Excerpt to read.
---

Greg LeMond, the first American to win the Tour de France, has been a frequent target of Mr. Armstrong’s attacks. In 2001, after he spoke out against Mr. Armstrong’s relationship with Italian doctor Michele Ferrari, who has been accused of administering performance-enhancing drugs, Mr. LeMond believes Mr. Armstrong set out to ruin his reputation and business. “He set out for 10 years to destroy everything that I’ve done,” he said. “I want to believe there’s a human side to him. But tonight, I didn’t see it at all.”
Mr. LeMond, who wasn’t discussed at length in the interview, said Mr. Armstrong evaded details on the show. “He’s still trying to take control like he’s the master of the universe. He still believes he has this charismatic engaging personality,” Mr. LeMond said.
Mr. Armstrong’s admission could complicate his legal troubles. He is facing a whistleblower suit filed by Mr. Landis with potential damages of roughly $100 million. He also could face civil suits from an insurance company that paid his Tour de France bonus money and the Sunday Times, a British newspaper that Mr. Armstrong sued for libel. The Times, like The Wall Street Journal, is owned by News Corp NWSA +1.76% .
Jeffrey M. Tillotson, a lawyer in Dallas who represents SCA Promotions, a sports-insurance company that once paid Mr. Armstrong $12.5 million in bonuses for his Tour de France wins, said Mr. Armstrong admitted so much that Mr. Tillotson believes Armstrong should return the bonus money. “We paid this guy $12 million and we want the money back. If we don’t get the money back we’ll be filing a lawsuit next week,” he said.
A spokesman for Mr. Armstrong declined to comment on the former cyclists’s reaction to the interview.

---

Data shown.
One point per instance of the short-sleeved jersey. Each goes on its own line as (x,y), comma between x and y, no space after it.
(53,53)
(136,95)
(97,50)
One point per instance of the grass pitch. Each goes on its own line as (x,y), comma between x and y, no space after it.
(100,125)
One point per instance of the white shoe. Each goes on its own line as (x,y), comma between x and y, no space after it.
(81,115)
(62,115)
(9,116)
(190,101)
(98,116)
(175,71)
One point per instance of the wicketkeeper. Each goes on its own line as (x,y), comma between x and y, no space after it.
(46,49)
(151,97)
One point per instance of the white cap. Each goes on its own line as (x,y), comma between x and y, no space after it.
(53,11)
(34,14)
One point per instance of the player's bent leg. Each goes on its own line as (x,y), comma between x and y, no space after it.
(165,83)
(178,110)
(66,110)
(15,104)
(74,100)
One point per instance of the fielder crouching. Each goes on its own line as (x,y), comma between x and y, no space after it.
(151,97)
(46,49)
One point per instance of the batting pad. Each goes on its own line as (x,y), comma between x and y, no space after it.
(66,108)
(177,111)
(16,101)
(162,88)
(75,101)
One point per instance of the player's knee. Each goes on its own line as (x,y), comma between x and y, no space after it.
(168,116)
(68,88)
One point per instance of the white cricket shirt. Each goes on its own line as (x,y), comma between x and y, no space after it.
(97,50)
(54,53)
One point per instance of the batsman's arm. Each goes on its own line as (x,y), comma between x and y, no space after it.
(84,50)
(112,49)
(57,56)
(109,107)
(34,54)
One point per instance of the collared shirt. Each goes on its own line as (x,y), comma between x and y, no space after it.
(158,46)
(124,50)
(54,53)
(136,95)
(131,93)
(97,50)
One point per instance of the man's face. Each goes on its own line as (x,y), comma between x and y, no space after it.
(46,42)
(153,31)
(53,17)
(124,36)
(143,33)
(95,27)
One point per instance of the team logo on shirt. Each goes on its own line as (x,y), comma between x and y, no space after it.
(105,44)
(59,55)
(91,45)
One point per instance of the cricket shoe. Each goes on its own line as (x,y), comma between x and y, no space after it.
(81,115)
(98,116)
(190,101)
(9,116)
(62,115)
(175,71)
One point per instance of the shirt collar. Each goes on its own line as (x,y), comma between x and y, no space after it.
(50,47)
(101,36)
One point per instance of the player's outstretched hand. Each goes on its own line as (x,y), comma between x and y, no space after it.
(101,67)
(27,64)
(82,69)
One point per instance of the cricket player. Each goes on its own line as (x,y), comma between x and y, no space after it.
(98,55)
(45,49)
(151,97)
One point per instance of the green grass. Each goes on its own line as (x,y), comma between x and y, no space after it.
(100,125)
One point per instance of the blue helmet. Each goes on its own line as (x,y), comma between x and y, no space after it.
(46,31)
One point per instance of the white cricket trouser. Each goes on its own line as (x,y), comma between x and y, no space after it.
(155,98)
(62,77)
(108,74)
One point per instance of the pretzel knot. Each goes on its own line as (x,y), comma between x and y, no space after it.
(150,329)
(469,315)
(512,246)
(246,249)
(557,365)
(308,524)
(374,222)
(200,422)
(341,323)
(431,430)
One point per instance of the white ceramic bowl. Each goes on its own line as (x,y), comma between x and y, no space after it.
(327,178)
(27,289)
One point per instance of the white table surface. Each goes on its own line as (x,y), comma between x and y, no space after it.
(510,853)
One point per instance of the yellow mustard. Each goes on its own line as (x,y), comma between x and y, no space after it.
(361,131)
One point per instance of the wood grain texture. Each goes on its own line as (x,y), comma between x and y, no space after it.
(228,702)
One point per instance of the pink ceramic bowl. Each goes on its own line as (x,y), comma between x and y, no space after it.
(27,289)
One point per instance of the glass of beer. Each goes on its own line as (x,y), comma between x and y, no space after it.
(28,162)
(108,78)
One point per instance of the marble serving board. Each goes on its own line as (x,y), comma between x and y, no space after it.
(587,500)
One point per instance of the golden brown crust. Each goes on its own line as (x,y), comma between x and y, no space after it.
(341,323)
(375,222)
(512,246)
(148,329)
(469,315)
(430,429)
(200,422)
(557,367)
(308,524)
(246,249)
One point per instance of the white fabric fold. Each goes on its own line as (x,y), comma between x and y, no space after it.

---

In the excerpt about Lance Armstrong's admission, what potential damages does the whistleblower suit filed by Mr. Landis carry?

Roughly $100 million.